- **Problem to solve**
Copy every line below. Do not alter any of them.

- **Records for this exercise**

______

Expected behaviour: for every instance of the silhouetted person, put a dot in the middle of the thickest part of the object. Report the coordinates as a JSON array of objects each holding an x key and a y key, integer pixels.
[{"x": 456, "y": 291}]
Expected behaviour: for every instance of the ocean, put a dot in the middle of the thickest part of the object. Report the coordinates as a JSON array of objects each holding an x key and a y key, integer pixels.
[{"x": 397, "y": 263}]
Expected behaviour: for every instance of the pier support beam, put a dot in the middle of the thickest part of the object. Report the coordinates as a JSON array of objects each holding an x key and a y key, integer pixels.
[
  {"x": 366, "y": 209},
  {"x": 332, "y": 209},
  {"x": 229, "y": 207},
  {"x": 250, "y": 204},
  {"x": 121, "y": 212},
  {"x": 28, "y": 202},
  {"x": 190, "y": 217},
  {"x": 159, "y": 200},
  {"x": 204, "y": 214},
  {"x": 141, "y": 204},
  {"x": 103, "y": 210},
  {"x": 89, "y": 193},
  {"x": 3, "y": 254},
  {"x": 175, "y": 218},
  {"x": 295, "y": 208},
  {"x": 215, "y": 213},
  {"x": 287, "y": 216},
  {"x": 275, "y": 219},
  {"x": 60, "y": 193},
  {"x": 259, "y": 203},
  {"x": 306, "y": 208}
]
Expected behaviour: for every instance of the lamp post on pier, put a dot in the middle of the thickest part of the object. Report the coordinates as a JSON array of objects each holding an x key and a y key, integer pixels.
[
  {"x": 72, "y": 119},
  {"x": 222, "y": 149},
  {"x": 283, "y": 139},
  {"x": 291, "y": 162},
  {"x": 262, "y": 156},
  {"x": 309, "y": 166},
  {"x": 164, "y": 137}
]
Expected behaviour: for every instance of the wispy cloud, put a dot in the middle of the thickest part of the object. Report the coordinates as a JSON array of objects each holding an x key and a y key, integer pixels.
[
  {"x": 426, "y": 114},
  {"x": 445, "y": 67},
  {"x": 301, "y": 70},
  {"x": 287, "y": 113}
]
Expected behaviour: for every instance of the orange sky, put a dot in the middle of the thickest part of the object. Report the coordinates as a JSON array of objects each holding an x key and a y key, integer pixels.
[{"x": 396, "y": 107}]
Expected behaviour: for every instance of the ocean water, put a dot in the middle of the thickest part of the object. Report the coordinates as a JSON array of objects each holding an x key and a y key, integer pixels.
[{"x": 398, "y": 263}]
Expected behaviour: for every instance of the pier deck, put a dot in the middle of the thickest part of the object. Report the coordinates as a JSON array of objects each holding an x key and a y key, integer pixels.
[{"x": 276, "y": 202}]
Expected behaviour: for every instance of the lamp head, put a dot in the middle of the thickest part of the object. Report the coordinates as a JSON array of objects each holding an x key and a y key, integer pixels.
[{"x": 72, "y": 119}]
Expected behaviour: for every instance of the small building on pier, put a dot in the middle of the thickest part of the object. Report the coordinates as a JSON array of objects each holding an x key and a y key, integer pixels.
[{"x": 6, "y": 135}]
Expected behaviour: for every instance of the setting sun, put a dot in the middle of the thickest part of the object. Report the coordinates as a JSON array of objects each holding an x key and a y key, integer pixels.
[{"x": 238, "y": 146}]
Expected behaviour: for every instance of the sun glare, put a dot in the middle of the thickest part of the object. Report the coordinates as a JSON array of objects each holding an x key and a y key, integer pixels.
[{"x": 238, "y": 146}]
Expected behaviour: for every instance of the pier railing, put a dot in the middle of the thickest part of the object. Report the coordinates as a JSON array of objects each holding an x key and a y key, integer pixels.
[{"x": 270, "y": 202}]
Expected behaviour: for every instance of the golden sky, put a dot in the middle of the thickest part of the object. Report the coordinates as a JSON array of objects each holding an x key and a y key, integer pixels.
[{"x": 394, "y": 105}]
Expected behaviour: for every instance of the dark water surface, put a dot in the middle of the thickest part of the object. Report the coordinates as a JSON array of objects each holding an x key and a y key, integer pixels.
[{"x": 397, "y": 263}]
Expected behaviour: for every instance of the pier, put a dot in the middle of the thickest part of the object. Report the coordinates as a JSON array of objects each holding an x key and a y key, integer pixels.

______

- **Final answer**
Expected behaviour: for every instance of the silhouetted person, put a dot in the middle of the thickest part of the object. Report the coordinates as a JSON array of objects each holding an x key and a y key, integer pixels.
[{"x": 456, "y": 291}]
Expected behaviour: for every instance of the ocean, put a dot in the middle of the thickest part of the object. Report the coordinates as a JSON array of objects each holding an x key and a y key, integer pixels.
[{"x": 397, "y": 263}]
Expected behaviour: for every instance of the pier support beam, put a dot in the middle of the thickest part of the object. Report the coordinates as a JSON array of objects each holding an x key and a y key, integer pixels.
[
  {"x": 366, "y": 209},
  {"x": 332, "y": 209},
  {"x": 229, "y": 207},
  {"x": 250, "y": 204},
  {"x": 121, "y": 212},
  {"x": 28, "y": 202},
  {"x": 190, "y": 217},
  {"x": 159, "y": 200},
  {"x": 204, "y": 214},
  {"x": 141, "y": 204},
  {"x": 103, "y": 210},
  {"x": 89, "y": 193},
  {"x": 3, "y": 254},
  {"x": 175, "y": 218},
  {"x": 295, "y": 208},
  {"x": 215, "y": 213},
  {"x": 287, "y": 216},
  {"x": 275, "y": 219},
  {"x": 60, "y": 193},
  {"x": 259, "y": 203},
  {"x": 306, "y": 208}
]
Expected behaviour: for every instance of the lamp post on pier, put a dot in the middle of the thickest part of the object. Report the coordinates as a JSON array of objects each holding an x key and a y key, integer pixels.
[
  {"x": 72, "y": 119},
  {"x": 222, "y": 149},
  {"x": 283, "y": 139},
  {"x": 291, "y": 162},
  {"x": 262, "y": 156},
  {"x": 309, "y": 166},
  {"x": 164, "y": 137}
]
Expected behaviour: for every instance of the wispy cloud, put a dot in the middle of the thickest part of the object. Report the coordinates as a JSON array of objects each holding an x key and a y key, integer pixels.
[
  {"x": 426, "y": 114},
  {"x": 445, "y": 67},
  {"x": 301, "y": 70},
  {"x": 287, "y": 113}
]
Expected behaviour: for every instance of the orange sky, put a dot in the middle of the thickest part of the object. Report the coordinates as a JSON array of objects each holding an x key and a y key, integer pixels.
[{"x": 396, "y": 107}]
Expected behaviour: for every instance of the ocean water, put a dot in the middle of the thickest part of the object. Report the coordinates as a JSON array of objects each holding an x key and a y key, integer pixels.
[{"x": 398, "y": 263}]
Expected behaviour: for every instance of the pier deck, put a dot in the middle of the thickest part of the object. Report the coordinates as a JSON array of objects each holding an x key and a y key, integer pixels.
[{"x": 276, "y": 202}]
Expected behaviour: for every instance of the lamp head, put a dot in the middle of the thickest part of the object. Report the coordinates as a JSON array of objects each holding an x key and a y key, integer pixels.
[{"x": 72, "y": 119}]
Expected behaviour: for every instance of the small building on pier, put a dot in the middle of the thickest part of the object. Report the coordinates as a JSON array of objects each holding an x key and a y key, integer pixels.
[{"x": 6, "y": 135}]
Expected behaviour: for every instance of the setting sun, put a dot in the middle of the thickest part of the object. Report the coordinates as a JSON array of objects each holding an x key and a y key, integer pixels.
[{"x": 238, "y": 146}]
Expected behaviour: for every instance of the sun glare, put a dot in the middle of the thickest part of the object. Report the coordinates as a JSON array of objects each holding an x key and a y key, integer pixels.
[{"x": 238, "y": 146}]
Expected behaviour: for every instance of the pier railing, put a dot in the middle of the thickest part of the object. Report the coordinates as a JSON array of objects each holding an x key and a y key, integer pixels.
[{"x": 270, "y": 202}]
Expected behaviour: for every instance of the golden sky, put a dot in the middle of the thickest part of the object. Report the coordinates as a JSON array of objects each holding an x key and a y key, integer pixels.
[{"x": 394, "y": 105}]
Expected behaviour: for every instance of the dark water surface, put a dot in the middle of the thickest part of the object. Report the coordinates as a JSON array of objects each holding an x key and a y key, integer pixels.
[{"x": 397, "y": 263}]
Expected behaviour: for every instance of the pier, put a dot in the middle of the thickest part of the object. Report the coordinates as a JSON array of objects each holding an x key and a y key, integer pixels.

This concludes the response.